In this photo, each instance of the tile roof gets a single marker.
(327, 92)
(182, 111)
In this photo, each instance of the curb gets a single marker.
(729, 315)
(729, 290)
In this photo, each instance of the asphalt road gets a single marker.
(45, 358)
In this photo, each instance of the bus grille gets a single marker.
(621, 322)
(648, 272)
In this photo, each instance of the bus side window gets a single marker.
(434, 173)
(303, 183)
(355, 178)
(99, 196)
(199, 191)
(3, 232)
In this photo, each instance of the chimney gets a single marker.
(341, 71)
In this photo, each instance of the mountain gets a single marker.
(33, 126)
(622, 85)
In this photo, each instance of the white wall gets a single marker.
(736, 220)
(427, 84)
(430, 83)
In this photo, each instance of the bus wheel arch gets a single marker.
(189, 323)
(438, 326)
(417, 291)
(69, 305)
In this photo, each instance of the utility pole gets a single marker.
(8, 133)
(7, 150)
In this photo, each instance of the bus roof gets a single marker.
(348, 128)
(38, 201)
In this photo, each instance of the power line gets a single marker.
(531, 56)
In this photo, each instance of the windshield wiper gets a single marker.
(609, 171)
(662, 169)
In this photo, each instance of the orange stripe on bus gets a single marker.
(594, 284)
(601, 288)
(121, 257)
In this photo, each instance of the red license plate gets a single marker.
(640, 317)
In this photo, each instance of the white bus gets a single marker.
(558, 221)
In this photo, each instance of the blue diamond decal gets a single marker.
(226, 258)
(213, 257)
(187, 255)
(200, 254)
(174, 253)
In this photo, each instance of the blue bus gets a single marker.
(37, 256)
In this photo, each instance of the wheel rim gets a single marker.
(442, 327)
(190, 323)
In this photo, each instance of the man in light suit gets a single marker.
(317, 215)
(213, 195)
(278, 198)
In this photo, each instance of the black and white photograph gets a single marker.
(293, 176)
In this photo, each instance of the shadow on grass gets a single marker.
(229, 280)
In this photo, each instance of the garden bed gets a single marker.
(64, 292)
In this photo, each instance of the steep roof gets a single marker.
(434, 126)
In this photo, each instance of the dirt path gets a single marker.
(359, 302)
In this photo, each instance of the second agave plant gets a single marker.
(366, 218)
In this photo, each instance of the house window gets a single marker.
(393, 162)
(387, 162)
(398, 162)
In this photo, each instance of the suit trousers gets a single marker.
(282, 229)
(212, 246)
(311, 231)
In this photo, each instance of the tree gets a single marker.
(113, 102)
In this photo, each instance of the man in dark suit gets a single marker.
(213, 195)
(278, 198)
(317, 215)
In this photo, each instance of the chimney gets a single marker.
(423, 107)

--

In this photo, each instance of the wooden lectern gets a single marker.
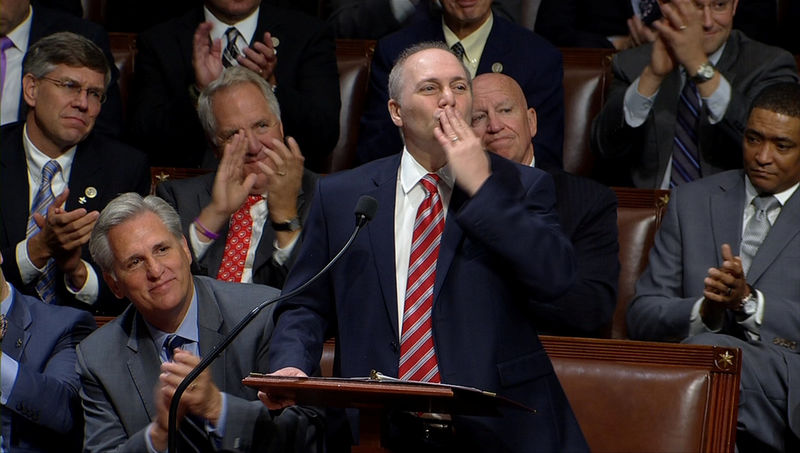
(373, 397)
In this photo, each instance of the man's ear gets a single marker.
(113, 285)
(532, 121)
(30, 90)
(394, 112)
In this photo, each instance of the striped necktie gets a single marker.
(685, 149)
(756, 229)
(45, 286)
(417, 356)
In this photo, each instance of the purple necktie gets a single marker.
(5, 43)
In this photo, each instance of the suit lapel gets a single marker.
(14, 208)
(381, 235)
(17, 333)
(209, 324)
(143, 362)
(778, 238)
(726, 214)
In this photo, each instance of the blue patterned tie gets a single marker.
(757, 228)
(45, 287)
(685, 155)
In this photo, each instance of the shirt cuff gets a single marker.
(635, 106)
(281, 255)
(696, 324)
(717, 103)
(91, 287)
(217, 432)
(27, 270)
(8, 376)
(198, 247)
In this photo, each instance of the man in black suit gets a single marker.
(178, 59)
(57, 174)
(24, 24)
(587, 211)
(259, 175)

__Given instruction__. Pick out every line of the material above that contains the string "suit", and copy each one. Uppercase and lowercase letters count as different.

__Task answer__.
In this photo, each instance of the man in light suit gets a single marker.
In this photo, each instance of the suit trousers gets a single marker.
In this photo, each instance of the man in dark suit gets a single marker.
In this photo, each instance of the suit lapel gets a single marker.
In this photo, each instance of the man in black suit gets a single marker.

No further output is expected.